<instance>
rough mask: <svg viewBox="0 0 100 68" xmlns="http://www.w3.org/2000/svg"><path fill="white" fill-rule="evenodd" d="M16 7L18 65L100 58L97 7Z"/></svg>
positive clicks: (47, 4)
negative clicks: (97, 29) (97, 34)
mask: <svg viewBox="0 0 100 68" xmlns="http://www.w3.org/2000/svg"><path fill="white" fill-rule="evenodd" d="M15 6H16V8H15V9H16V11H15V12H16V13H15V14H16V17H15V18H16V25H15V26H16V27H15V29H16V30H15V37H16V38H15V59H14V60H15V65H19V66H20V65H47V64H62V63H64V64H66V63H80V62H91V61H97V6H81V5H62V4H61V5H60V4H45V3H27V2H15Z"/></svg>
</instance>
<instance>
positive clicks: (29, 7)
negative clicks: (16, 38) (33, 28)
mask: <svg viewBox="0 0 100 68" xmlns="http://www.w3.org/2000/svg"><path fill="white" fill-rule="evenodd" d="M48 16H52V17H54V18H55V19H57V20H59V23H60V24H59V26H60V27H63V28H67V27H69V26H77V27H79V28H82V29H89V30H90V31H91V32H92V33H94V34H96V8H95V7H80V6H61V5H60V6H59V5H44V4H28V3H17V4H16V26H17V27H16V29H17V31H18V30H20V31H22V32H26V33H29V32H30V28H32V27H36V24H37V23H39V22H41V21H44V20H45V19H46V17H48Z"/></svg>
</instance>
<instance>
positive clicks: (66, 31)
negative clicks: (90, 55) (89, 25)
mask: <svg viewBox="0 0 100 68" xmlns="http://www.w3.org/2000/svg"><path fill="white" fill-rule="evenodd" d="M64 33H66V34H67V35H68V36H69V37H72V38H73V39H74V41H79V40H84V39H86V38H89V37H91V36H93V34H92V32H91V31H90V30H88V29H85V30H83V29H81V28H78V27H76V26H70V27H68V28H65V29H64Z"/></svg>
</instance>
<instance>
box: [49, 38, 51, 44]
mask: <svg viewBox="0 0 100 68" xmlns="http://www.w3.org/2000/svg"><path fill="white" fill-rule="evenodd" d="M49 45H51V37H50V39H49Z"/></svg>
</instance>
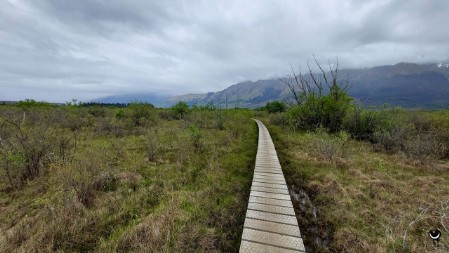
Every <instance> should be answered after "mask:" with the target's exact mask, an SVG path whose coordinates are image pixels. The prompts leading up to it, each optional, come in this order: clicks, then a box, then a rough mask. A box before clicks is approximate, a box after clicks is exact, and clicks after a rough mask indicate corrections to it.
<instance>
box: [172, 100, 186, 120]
mask: <svg viewBox="0 0 449 253" xmlns="http://www.w3.org/2000/svg"><path fill="white" fill-rule="evenodd" d="M171 109H172V111H173V113H174V114H175V117H176V118H178V119H181V118H183V117H184V116H185V115H186V114H187V113H188V112H189V105H188V104H187V103H186V102H184V101H179V102H178V103H177V104H176V105H174V106H172V108H171Z"/></svg>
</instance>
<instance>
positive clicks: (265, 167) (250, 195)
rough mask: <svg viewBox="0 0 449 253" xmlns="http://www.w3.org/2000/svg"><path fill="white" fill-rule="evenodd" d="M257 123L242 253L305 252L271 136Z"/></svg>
mask: <svg viewBox="0 0 449 253" xmlns="http://www.w3.org/2000/svg"><path fill="white" fill-rule="evenodd" d="M255 121H256V122H257V125H258V126H259V144H258V148H257V156H256V166H255V170H254V177H253V183H252V186H251V193H250V197H249V202H248V209H247V211H246V218H245V225H244V228H243V234H242V243H241V245H240V252H305V249H304V244H303V241H302V238H301V233H300V232H299V227H298V221H297V220H296V216H295V211H294V209H293V205H292V202H291V199H290V195H289V192H288V188H287V185H286V183H285V178H284V174H283V173H282V169H281V165H280V164H279V160H278V157H277V154H276V150H275V148H274V144H273V141H272V140H271V137H270V133H269V132H268V130H267V128H266V127H265V126H264V125H263V124H262V122H260V121H259V120H255Z"/></svg>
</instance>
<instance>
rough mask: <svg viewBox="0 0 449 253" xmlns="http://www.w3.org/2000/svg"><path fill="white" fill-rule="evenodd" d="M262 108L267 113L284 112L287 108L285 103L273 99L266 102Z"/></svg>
mask: <svg viewBox="0 0 449 253" xmlns="http://www.w3.org/2000/svg"><path fill="white" fill-rule="evenodd" d="M262 109H263V110H266V111H268V112H269V113H277V112H285V111H286V110H287V105H286V104H285V103H284V102H281V101H273V102H268V103H267V104H266V105H265V106H264V107H263V108H262Z"/></svg>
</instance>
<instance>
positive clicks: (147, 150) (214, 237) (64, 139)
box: [0, 101, 257, 252]
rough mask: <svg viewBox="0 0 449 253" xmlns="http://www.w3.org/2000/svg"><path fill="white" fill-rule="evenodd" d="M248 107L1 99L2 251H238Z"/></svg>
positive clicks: (247, 151) (19, 251)
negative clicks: (168, 105) (111, 107)
mask: <svg viewBox="0 0 449 253" xmlns="http://www.w3.org/2000/svg"><path fill="white" fill-rule="evenodd" d="M252 115H253V112H251V111H249V110H227V111H224V110H216V109H215V108H213V107H195V108H188V107H187V106H186V105H185V104H183V103H180V104H178V106H175V107H173V108H172V109H155V108H153V107H152V106H151V105H148V104H139V103H137V104H131V105H129V106H128V107H125V108H104V107H95V106H92V107H82V106H79V105H66V106H51V105H49V104H46V103H35V102H33V101H31V102H30V101H28V102H25V103H21V104H19V105H17V106H0V144H1V146H0V155H1V157H0V164H1V165H0V168H1V170H0V251H1V252H192V251H196V252H235V251H237V250H238V247H239V244H240V236H241V231H242V227H243V221H244V215H245V211H246V206H247V198H248V195H249V189H250V185H251V179H252V171H253V166H254V159H255V154H256V148H257V128H256V125H255V123H254V122H253V121H252V120H251V117H252Z"/></svg>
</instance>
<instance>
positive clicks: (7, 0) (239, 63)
mask: <svg viewBox="0 0 449 253" xmlns="http://www.w3.org/2000/svg"><path fill="white" fill-rule="evenodd" d="M313 54H315V55H316V57H317V58H318V59H319V60H320V61H324V62H327V60H328V59H331V60H332V59H335V57H338V59H339V63H340V66H341V67H360V68H362V67H371V66H375V65H384V64H395V63H397V62H417V63H420V62H431V61H441V60H446V59H448V57H449V1H448V0H431V1H427V0H402V1H401V0H397V1H392V0H391V1H390V0H375V1H360V0H354V1H345V0H338V1H337V0H335V1H332V0H322V1H317V0H310V1H306V0H304V1H298V0H292V1H287V0H282V1H274V0H272V1H254V0H247V1H243V0H236V1H230V0H224V1H209V0H204V1H175V0H173V1H160V0H154V1H151V0H129V1H122V0H90V1H87V0H86V1H84V0H73V1H72V0H0V100H18V99H25V98H34V99H37V100H46V101H52V102H64V101H69V100H71V99H72V98H78V99H81V100H84V101H86V100H88V99H92V98H97V97H102V96H106V95H112V94H120V93H136V92H163V93H168V94H176V95H179V94H185V93H203V92H208V91H218V90H222V89H224V88H226V87H228V86H230V85H232V84H235V83H238V82H241V81H245V80H253V81H255V80H257V79H264V78H271V77H275V76H282V75H284V74H286V73H288V71H289V68H290V65H289V64H292V65H293V66H298V65H303V66H304V64H305V62H306V61H307V59H309V58H311V57H313Z"/></svg>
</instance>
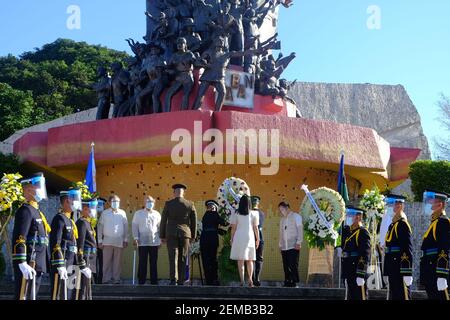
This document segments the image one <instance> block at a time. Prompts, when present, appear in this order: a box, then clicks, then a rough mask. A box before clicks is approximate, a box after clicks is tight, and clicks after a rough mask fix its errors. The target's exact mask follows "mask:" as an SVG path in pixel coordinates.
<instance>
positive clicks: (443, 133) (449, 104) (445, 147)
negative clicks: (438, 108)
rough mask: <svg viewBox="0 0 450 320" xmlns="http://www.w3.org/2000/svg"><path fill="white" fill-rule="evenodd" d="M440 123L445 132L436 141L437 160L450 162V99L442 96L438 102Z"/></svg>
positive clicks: (435, 144)
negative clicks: (440, 136)
mask: <svg viewBox="0 0 450 320" xmlns="http://www.w3.org/2000/svg"><path fill="white" fill-rule="evenodd" d="M438 108H439V113H440V117H439V121H440V122H441V123H442V126H443V128H444V132H442V135H441V137H440V138H439V139H437V138H435V139H434V144H435V146H436V151H437V158H438V159H442V160H444V159H445V160H450V142H449V141H450V98H449V97H447V96H445V95H443V94H442V95H441V100H439V102H438Z"/></svg>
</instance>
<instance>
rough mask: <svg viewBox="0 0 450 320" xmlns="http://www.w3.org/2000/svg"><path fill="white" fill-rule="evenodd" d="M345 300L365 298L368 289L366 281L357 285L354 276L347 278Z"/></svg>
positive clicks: (367, 297)
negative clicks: (362, 284)
mask: <svg viewBox="0 0 450 320" xmlns="http://www.w3.org/2000/svg"><path fill="white" fill-rule="evenodd" d="M346 280H347V300H367V299H368V293H369V292H368V290H367V285H366V283H365V284H364V285H363V286H361V287H360V286H358V284H357V283H356V276H355V277H351V278H347V279H346Z"/></svg>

· · · ·

§ Task description
Report every line of the material above that contains the string "negative", treating uppercase and lowercase as different.

§ Solution
negative clicks: (97, 29) (97, 34)
negative clicks: (16, 38) (33, 28)
negative clicks: (90, 55) (89, 25)
negative clicks: (168, 105) (111, 107)
negative clicks: (438, 108)
negative clicks: (440, 136)
negative clicks: (362, 284)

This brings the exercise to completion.